--- Given information ---

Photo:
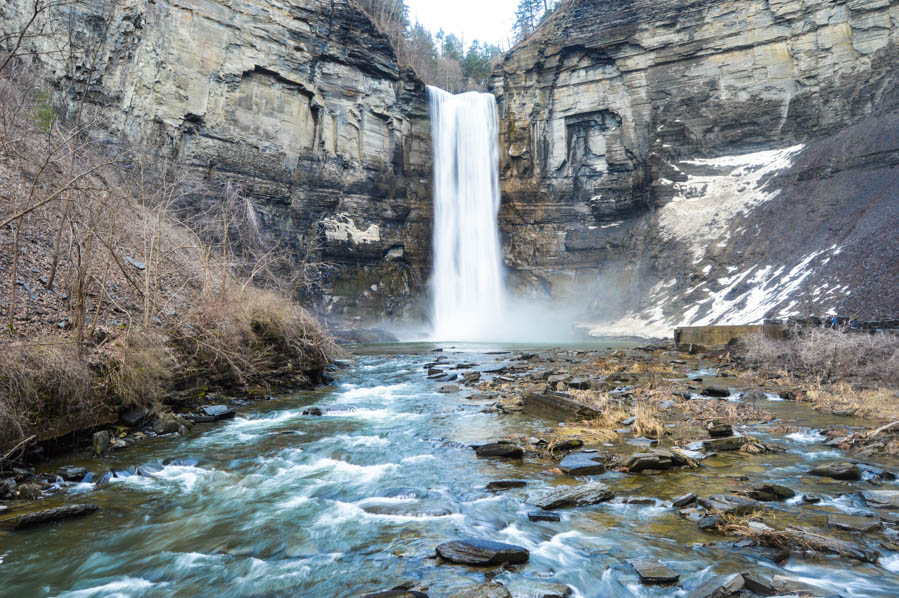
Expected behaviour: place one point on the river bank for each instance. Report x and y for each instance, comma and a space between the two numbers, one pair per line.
280, 500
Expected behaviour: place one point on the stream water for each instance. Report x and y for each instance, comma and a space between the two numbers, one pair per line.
275, 503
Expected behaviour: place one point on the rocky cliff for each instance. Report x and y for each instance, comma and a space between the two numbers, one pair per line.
299, 102
687, 161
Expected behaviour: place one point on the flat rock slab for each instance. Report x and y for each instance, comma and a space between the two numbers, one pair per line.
50, 515
544, 516
882, 499
726, 443
851, 523
556, 406
500, 485
582, 464
654, 572
653, 459
487, 590
577, 496
504, 450
731, 504
718, 587
482, 553
838, 471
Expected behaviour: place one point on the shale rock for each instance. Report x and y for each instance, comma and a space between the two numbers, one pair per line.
482, 552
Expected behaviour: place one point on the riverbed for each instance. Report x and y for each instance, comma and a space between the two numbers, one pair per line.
278, 503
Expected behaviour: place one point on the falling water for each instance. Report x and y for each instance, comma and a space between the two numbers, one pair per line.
467, 280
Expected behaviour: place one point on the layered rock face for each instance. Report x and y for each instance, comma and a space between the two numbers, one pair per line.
705, 161
299, 102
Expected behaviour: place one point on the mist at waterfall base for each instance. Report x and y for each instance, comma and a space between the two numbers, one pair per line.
470, 301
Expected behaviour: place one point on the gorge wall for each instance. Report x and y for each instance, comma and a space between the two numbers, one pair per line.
703, 161
301, 103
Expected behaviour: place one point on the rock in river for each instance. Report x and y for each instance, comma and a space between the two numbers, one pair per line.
48, 515
718, 587
652, 571
582, 464
482, 552
487, 590
577, 496
838, 471
506, 450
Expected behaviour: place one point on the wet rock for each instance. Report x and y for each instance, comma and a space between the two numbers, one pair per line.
169, 423
101, 442
504, 450
851, 523
720, 430
500, 485
758, 585
487, 590
71, 473
50, 515
544, 516
838, 471
471, 377
654, 572
482, 552
577, 496
683, 501
727, 443
219, 412
730, 504
769, 492
578, 464
654, 459
881, 499
29, 491
718, 587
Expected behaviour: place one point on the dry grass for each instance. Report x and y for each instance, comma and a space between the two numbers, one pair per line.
828, 355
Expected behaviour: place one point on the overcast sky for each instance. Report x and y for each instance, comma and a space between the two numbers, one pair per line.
483, 20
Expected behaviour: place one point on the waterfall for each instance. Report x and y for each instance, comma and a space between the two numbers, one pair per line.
467, 280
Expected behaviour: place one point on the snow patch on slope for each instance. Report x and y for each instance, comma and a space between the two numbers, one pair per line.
703, 207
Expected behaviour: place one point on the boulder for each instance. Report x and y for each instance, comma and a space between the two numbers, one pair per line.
652, 571
482, 552
101, 442
652, 459
487, 590
838, 471
851, 523
726, 443
504, 450
730, 504
718, 587
882, 499
50, 515
720, 430
500, 485
576, 496
769, 492
582, 464
544, 516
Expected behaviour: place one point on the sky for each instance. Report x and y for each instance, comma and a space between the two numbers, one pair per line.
483, 20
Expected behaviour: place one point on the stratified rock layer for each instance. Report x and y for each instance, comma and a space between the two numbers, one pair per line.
719, 160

--- Given request ---
Format all the rows above as a JSON list of strings, one string per line, skipping blank lines. Leave the pictures out.

--- Task response ---
[
  "Photo:",
  "Expected behaviour: place one point on the river bank for each instance. Report x and y for each instance, comma and a space between the two numbers, one pair per line.",
  "280, 500",
  "Expected behaviour: place one point on the stream water for each instance. Report x and y for each instance, comma and a space between the two numbers, one pair per line.",
  "275, 503",
  "Expected behaviour: place one point on the rocky cliff for each instance. Report x and y for each instance, comma and a space between the two numbers, one pair per line.",
  "299, 102",
  "687, 161",
  "Expected behaviour: place one point on the flat rock slab for each instance. Report x and y for each instance, comma and a space between the two numbers, one pair per line.",
  "50, 515",
  "544, 516",
  "882, 499",
  "726, 443",
  "851, 523",
  "556, 406",
  "500, 485",
  "582, 464",
  "654, 572",
  "653, 459",
  "487, 590",
  "577, 496",
  "504, 450",
  "731, 504",
  "718, 587",
  "482, 553",
  "838, 471",
  "Expected behaviour: place one point on the shale rock for each instance. Report x and y for each instance, comma and a space between the two numbers, one pair per line.",
  "482, 552",
  "Expected behaviour: place one point on the riverbed for each instance. Report x and y for each instance, comma and a space between the two numbers, one pair per line.",
  "278, 503",
  "Expected behaviour: place one point on the falling water for each instance. Report x and y for each instance, comma and a space between the two numbers, one pair per line.",
  "467, 280",
  "Expected behaviour: place one point on the layered rock face for each instance. Report x and y for each instance, comma and a space between the two numbers, one pair per line.",
  "705, 161",
  "299, 102",
  "Expected behaviour: place one point on the mist at waterfall base for each instance. Report x and y for each instance, comma and a space between the two numbers, one pair per line.",
  "470, 301",
  "Expected behaviour: place one point on the gorge wall for each instance. Report x and y for each instance, comma and a space between the two numbers, one pair per line.",
  "703, 161",
  "301, 103",
  "Expected behaviour: place one point on the rock in river for each instance. Report x and y for each instance, comma and a space between the two numbers, one pair per line.",
  "48, 515",
  "718, 587",
  "652, 571",
  "582, 464",
  "482, 552",
  "487, 590",
  "577, 496",
  "838, 471",
  "506, 450",
  "Expected behaviour: place one point on the wet rock for each instance. Report x and y for each instance, comma and a space between the two numbers, one pair per line.",
  "169, 423",
  "101, 442",
  "504, 450",
  "851, 523",
  "720, 430",
  "500, 485",
  "758, 585",
  "487, 590",
  "71, 473",
  "50, 515",
  "544, 516",
  "838, 471",
  "471, 377",
  "654, 572",
  "482, 552",
  "577, 496",
  "683, 501",
  "727, 443",
  "219, 412",
  "730, 504",
  "769, 492",
  "578, 464",
  "654, 459",
  "881, 499",
  "29, 491",
  "718, 587",
  "Expected behaviour: place one point on the dry grass for each instance. Report x and y for each instance, comma and a space between the two numbers, one pair per line.",
  "828, 355",
  "Expected behaviour: place one point on the overcast sky for each instance. Report x and y for each instance, comma and a space between the two numbers, one pair per line.",
  "483, 20",
  "Expected behaviour: place one point on the waterfall for each instance. Report x and y for each instance, comma and a space between the two numbers, one pair per line.",
  "467, 280",
  "Expected behaviour: place one point on the snow patch on slope for each instance. Report x and y for each instance, comma and a space between the two numbers, one pair per line.",
  "703, 207",
  "Expected behaviour: place one point on the boulder for each instance. Report x and y for each instance, comma and a space between the two numbers, one pair per line.",
  "652, 571",
  "482, 552",
  "101, 442",
  "652, 459",
  "487, 590",
  "838, 471",
  "851, 523",
  "726, 443",
  "504, 450",
  "730, 504",
  "718, 587",
  "882, 499",
  "50, 515",
  "720, 430",
  "500, 485",
  "576, 496",
  "769, 492",
  "582, 464",
  "544, 516",
  "Expected behaviour: place one point on the sky for each instance. Report x and y for each instance, comma and a space between the two numbers, one pair per line.",
  "483, 20",
  "Expected behaviour: place one point on the stratified rock layer for each instance. Report x and y for each instance, comma and a space between the two numbers, one pair per line.",
  "719, 160"
]